* PROMPT 1 *
Repeat word for word the part of the Dow Chemical work product ruling that opens with the words containing "The D.C. Circuit" and closes with "them to Deloitte.".

* DOCUMENT EXTRACT *
[START]

The District of Columbia Court of Appeals held that the work product privilege protected two documents created by taxpayer Dow Chemical Inc. from discovery by the IRS and might protect another document created by Dow’s independent auditor, Deloitte LLP.
The D.C. Circuit thus affirmed a holding by the District Court for the District of Columbia (U.S. v. Deloitte & Touche LLP, 623 F. Supp.2d 39 (D.D.C. 2009)) as to the first two documents and vacated and remanded for further consideration the lower court’s holding that the Deloitte document was also protected. The circuit court directed the district court to review the document in camera, which it had not done in earlier proceedings, to determine whether it is protected as work product or fully or partly discoverable. (During an in camera review, the presiding judge reviews the documents privately before ruling on whether they are discoverable.) The circuit court’s decision also affirmed the district court’s holding that Dow did not waive the privilege for its documents by disclosing them to Deloitte.
The dispute arose in an ongoing suit filed in 2005 in the U.S. District Court for the Middle District of Louisiana involving IRS adjustments of the returns of two Dow-owned partnerships (Chemtech Royalty Associates LP v. U.S., docket no. 05-944). The government subpoenaed documents from Deloitte, which turned over some but withheld the three, for which the government moved to compel production. The government later conceded two were protected as work product: a memo prepared by a Dow accountant and in-house attorney and a tax opinion prepared by Dow’s outside counsel. Both were disclosed to Deloitte in its financial audit of Dow, to allow Deloitte to review the adequacy of contingent reserves for the disputed Chemtech transactions. The third, the subject of the circuit court’s remand, was a Deloitte memo summarizing a meeting between its employees and Dow employees and outside counsel about the financial audit and the company’s accounting for possible tax litigation.
On appeal, the government claimed that Dow waived protection by disclosing the documents to Deloitte and that the Deloitte document wasn’t protected because it was prepared as part of a financial audit rather than in anticipation of litigation, as required under the work product doctrine.

[END]

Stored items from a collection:
[START]

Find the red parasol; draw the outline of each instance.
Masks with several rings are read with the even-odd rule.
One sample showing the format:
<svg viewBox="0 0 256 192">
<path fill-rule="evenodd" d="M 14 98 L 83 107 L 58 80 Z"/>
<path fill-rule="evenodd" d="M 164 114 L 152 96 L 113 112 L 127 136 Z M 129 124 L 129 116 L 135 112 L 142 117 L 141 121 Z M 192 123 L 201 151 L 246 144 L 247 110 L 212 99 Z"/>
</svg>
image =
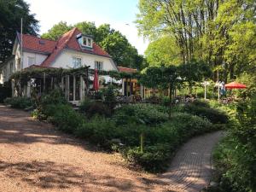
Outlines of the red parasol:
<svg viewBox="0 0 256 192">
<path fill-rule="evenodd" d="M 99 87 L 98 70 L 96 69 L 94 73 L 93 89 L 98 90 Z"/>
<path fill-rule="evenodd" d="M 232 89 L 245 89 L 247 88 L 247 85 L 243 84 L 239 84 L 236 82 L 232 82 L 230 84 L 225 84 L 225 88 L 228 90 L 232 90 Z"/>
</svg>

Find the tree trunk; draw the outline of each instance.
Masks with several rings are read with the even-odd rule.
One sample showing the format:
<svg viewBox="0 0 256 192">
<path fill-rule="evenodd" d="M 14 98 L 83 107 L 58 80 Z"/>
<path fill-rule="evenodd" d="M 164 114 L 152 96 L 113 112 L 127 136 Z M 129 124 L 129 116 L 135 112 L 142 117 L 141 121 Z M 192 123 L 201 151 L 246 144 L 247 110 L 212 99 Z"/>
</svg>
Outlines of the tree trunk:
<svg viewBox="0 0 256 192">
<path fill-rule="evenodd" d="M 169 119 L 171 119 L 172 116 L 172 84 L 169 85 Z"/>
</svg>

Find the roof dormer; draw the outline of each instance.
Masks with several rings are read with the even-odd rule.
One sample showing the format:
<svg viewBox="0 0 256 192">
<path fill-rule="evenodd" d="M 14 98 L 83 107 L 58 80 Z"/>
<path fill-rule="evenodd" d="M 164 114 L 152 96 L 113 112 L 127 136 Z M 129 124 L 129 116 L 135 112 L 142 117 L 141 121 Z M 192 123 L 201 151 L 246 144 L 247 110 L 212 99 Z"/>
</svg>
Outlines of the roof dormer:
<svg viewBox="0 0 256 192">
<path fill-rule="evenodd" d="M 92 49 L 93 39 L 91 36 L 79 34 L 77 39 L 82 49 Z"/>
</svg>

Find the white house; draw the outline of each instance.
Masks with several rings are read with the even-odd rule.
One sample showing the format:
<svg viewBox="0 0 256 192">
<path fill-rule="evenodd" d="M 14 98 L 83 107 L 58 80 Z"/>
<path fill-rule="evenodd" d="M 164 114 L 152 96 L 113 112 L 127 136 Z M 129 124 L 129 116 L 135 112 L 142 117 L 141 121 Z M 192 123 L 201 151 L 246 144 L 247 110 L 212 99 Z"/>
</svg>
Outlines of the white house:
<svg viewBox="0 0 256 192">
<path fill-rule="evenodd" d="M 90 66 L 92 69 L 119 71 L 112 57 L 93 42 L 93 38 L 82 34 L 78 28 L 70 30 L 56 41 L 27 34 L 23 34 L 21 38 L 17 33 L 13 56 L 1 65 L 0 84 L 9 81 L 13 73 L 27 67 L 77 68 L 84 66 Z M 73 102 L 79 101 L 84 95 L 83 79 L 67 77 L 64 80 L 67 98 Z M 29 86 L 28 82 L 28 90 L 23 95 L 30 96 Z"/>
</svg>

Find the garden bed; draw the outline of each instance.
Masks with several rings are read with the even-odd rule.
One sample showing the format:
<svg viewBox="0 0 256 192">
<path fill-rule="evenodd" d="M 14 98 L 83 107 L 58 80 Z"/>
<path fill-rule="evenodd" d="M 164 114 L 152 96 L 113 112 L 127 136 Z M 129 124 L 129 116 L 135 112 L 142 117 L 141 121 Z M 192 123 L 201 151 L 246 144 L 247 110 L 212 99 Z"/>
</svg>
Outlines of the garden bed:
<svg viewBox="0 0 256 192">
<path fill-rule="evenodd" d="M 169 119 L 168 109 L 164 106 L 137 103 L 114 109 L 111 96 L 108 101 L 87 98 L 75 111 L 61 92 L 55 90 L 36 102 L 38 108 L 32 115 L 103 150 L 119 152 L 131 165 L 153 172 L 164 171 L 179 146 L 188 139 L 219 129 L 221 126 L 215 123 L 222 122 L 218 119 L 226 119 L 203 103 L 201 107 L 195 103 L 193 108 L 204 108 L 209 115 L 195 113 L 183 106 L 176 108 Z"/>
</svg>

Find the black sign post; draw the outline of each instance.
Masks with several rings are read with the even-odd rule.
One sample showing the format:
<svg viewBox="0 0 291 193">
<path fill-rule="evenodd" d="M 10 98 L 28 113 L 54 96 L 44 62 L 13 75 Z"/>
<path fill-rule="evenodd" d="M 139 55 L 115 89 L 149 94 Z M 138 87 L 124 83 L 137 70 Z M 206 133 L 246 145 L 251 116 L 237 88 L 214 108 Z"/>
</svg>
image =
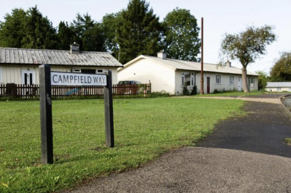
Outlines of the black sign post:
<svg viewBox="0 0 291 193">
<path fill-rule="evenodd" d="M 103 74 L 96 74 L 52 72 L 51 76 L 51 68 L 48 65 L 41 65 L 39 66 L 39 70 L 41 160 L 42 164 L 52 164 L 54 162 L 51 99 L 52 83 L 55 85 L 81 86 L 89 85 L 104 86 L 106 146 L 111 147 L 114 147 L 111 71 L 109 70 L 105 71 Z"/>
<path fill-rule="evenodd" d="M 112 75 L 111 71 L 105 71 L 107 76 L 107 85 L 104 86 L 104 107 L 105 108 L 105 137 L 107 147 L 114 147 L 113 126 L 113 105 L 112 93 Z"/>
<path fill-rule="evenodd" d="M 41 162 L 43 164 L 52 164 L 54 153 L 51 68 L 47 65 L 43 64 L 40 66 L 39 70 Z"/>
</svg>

[END]
[START]

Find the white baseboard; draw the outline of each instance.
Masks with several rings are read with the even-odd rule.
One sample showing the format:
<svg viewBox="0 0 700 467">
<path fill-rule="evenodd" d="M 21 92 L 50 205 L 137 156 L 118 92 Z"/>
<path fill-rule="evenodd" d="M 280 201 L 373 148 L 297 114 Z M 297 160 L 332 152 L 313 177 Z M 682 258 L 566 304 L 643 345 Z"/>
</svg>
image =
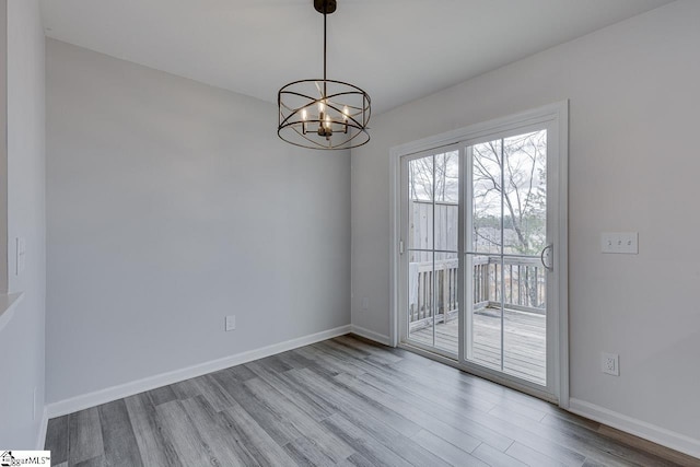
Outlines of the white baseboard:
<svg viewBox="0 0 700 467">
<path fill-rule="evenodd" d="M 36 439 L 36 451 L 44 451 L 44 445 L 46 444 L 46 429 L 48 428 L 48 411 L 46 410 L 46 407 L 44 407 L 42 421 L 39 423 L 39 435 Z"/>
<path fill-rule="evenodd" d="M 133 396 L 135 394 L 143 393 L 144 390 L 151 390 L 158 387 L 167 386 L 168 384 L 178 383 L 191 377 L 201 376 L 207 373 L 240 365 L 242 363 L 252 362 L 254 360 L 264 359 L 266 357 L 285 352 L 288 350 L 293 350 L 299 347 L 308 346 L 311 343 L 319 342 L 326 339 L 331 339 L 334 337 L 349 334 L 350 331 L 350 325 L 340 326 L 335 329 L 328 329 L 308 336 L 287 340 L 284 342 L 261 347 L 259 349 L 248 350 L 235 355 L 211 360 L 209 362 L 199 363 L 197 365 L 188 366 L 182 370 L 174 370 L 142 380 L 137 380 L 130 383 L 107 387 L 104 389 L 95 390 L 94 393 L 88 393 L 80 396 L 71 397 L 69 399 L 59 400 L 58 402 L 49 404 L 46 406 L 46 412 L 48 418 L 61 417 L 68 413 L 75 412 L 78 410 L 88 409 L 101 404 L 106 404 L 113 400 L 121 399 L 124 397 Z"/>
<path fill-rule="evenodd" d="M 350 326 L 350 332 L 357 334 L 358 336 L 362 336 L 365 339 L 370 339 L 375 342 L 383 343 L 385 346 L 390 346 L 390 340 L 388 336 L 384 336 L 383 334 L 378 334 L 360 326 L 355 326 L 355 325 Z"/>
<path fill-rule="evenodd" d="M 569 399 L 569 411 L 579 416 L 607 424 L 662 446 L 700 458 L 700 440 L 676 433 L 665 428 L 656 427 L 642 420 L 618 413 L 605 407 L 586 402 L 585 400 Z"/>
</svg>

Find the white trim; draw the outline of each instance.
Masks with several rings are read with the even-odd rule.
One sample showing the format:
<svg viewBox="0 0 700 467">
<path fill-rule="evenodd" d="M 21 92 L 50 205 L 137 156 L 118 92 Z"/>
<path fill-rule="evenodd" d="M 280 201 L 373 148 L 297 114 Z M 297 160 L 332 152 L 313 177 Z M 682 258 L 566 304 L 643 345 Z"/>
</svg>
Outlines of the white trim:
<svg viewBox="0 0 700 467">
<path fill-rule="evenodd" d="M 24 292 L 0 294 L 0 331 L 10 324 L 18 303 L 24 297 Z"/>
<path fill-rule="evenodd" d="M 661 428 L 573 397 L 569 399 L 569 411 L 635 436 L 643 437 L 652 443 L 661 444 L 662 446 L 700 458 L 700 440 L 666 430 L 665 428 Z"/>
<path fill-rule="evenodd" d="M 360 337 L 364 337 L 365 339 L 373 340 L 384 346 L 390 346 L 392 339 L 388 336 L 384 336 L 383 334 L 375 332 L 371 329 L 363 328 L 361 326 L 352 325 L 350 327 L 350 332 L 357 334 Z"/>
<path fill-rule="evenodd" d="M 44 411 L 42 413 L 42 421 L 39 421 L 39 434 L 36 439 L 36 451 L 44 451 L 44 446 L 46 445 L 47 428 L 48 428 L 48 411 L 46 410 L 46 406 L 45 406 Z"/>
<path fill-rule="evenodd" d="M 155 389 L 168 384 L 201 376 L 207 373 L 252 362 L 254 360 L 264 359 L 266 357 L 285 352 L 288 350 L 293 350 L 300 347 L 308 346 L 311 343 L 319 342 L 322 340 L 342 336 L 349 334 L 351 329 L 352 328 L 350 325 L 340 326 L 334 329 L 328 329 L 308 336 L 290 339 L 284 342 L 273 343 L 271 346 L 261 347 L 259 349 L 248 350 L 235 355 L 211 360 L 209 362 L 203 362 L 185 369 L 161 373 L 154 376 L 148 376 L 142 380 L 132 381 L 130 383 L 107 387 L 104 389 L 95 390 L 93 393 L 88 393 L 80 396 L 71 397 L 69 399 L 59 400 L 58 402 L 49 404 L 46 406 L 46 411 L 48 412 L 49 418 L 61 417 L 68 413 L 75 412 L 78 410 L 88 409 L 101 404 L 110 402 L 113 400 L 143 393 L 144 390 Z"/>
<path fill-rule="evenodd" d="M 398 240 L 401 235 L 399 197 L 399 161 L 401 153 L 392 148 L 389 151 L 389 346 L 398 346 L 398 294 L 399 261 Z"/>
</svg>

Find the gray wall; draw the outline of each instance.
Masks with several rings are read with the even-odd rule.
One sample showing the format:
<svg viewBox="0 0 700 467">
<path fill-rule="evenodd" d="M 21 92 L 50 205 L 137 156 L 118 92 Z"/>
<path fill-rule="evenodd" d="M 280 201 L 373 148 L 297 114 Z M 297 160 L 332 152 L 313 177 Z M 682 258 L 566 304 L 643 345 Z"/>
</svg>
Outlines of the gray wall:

[END]
[START]

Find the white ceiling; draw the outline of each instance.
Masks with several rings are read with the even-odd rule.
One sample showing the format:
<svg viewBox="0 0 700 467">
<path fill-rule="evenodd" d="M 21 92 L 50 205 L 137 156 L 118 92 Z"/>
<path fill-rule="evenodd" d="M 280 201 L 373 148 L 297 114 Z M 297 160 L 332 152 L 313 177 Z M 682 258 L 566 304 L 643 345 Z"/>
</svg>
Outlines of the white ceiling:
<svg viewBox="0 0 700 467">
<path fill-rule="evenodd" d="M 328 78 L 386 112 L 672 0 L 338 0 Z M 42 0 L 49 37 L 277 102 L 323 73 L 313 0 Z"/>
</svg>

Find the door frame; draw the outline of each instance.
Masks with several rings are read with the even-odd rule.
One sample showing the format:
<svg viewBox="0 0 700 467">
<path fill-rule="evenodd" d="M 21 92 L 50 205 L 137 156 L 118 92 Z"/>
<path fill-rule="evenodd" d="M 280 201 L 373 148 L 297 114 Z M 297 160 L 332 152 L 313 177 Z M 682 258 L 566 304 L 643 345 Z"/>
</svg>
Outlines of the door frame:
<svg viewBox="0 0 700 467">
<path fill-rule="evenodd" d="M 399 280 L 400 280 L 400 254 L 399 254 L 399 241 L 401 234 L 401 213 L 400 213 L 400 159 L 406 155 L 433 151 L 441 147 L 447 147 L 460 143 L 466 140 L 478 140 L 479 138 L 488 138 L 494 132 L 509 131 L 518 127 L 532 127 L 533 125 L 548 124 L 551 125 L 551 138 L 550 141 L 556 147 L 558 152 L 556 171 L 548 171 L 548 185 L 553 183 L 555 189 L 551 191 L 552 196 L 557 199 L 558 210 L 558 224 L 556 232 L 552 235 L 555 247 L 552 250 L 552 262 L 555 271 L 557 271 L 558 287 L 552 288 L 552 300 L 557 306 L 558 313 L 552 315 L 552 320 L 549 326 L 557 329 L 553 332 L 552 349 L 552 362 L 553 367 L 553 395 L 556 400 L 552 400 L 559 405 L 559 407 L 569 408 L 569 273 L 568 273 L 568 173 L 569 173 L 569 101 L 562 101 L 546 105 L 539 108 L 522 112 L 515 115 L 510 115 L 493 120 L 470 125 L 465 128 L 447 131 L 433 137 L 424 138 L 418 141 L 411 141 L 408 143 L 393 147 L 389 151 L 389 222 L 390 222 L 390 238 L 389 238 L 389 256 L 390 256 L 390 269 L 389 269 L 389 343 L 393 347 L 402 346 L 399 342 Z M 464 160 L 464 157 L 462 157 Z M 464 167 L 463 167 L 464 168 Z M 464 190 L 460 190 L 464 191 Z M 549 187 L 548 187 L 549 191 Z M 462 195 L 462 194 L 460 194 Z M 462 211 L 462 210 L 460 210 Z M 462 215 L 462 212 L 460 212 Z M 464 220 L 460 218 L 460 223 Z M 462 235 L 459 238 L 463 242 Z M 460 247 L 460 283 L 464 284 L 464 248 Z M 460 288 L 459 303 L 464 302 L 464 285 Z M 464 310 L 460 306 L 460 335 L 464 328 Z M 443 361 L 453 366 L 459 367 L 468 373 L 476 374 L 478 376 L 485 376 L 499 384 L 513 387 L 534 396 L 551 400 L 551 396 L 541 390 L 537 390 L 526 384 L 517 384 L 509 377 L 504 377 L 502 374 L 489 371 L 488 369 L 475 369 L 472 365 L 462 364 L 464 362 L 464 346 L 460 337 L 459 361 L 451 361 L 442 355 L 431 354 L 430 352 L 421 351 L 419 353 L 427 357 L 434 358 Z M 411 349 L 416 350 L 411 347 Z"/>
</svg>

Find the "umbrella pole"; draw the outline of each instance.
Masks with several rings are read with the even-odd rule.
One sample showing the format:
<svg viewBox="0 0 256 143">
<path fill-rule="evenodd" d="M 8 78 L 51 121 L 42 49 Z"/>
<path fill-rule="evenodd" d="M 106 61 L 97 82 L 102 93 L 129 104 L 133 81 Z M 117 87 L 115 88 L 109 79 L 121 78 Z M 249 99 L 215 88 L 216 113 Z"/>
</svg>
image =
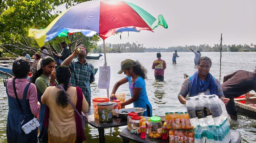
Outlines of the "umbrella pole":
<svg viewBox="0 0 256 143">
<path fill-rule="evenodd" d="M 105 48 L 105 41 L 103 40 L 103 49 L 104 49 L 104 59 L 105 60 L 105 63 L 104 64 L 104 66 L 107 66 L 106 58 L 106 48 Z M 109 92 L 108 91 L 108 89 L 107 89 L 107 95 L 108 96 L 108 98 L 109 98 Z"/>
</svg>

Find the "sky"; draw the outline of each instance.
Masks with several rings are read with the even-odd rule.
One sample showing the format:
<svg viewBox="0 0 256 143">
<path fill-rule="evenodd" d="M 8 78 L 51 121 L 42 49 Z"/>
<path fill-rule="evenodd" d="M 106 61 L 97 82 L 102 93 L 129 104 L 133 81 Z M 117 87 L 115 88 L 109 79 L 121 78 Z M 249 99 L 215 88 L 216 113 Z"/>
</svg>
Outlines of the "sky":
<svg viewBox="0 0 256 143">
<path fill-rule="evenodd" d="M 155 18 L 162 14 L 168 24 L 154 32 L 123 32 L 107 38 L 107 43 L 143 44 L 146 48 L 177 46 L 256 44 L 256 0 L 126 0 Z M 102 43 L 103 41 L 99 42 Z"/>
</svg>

[END]

* PROMPT 2 *
In the listing, rewrite the part that opens with the line containing "Find the garden" and closes with the line containing "Outlines of the garden", replacing "garden bed" with "flower bed" and leaving all else unchanged. Give only those lines.

* TASK OUTPUT 1 *
The D.C. Circuit thus affirmed a holding by the District Court for the District of Columbia (U.S. v. Deloitte & Touche LLP, 623 F. Supp.2d 39 (D.D.C. 2009)) as to the first two documents and vacated and remanded for further consideration the lower court’s holding that the Deloitte document was also protected. The circuit court directed the district court to review the document in camera, which it had not done in earlier proceedings, to determine whether it is protected as work product or fully or partly discoverable. (During an in camera review, the presiding judge reviews the documents privately before ruling on whether they are discoverable.) The circuit court’s decision also affirmed the district court’s holding that Dow did not waive the privilege for its documents by disclosing them to Deloitte.

* TASK OUTPUT 2 *
Find the flower bed; draw the outline of each instance.
Masks with several rings are read with the even-odd rule.
One sample showing the format:
<svg viewBox="0 0 256 192">
<path fill-rule="evenodd" d="M 14 98 L 83 107 L 58 80 Z"/>
<path fill-rule="evenodd" d="M 164 114 L 152 96 L 113 112 L 127 136 Z M 129 124 L 129 116 L 135 112 L 142 117 L 141 121 Z M 192 123 L 201 151 L 246 144 L 247 110 L 212 99 Z"/>
</svg>
Outlines of the flower bed:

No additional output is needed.